◆ WHAT TO WORK ON
Each line from the line containing "Target: yellow shorts" through the last line of the entries is to be reproduced exactly as it stands.

==== EXTRACTED RECORDS

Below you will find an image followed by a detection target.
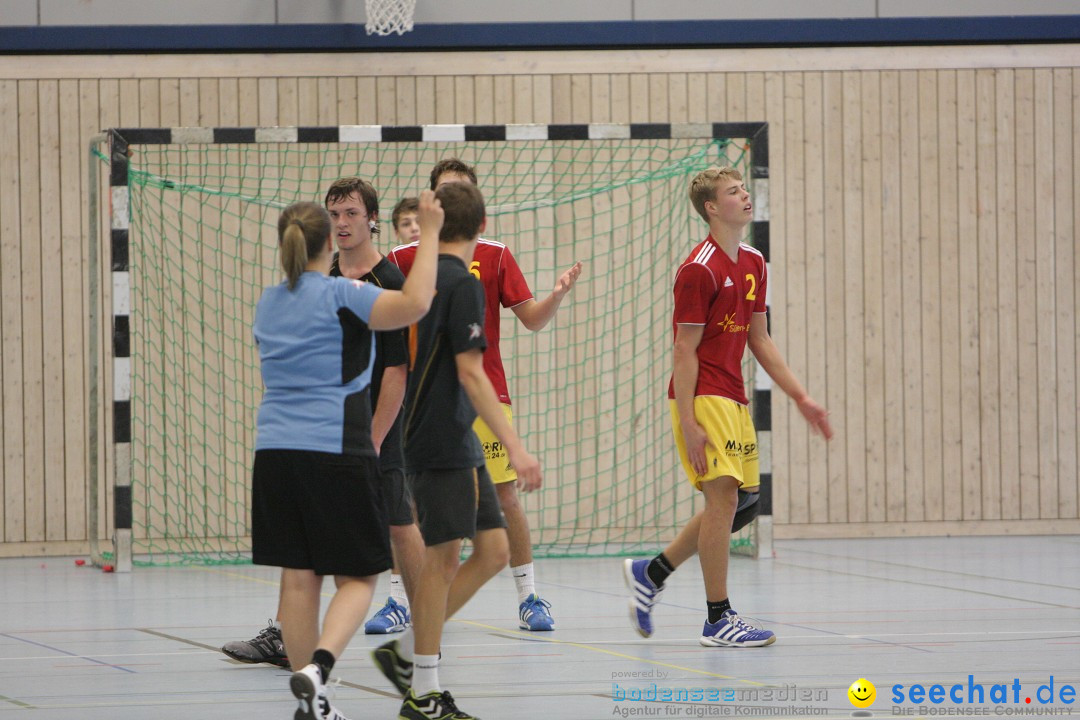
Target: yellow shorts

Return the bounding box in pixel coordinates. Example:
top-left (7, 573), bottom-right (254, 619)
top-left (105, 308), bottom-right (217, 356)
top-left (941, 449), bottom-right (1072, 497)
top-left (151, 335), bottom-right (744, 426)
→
top-left (472, 404), bottom-right (517, 485)
top-left (670, 396), bottom-right (759, 491)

========

◆ ANSWER SECTION
Target: yellow shorts

Return the bounding box in pixel coordinates. Example:
top-left (7, 573), bottom-right (254, 619)
top-left (105, 308), bottom-right (217, 356)
top-left (941, 449), bottom-right (1072, 497)
top-left (151, 335), bottom-right (744, 426)
→
top-left (472, 404), bottom-right (517, 485)
top-left (670, 396), bottom-right (759, 491)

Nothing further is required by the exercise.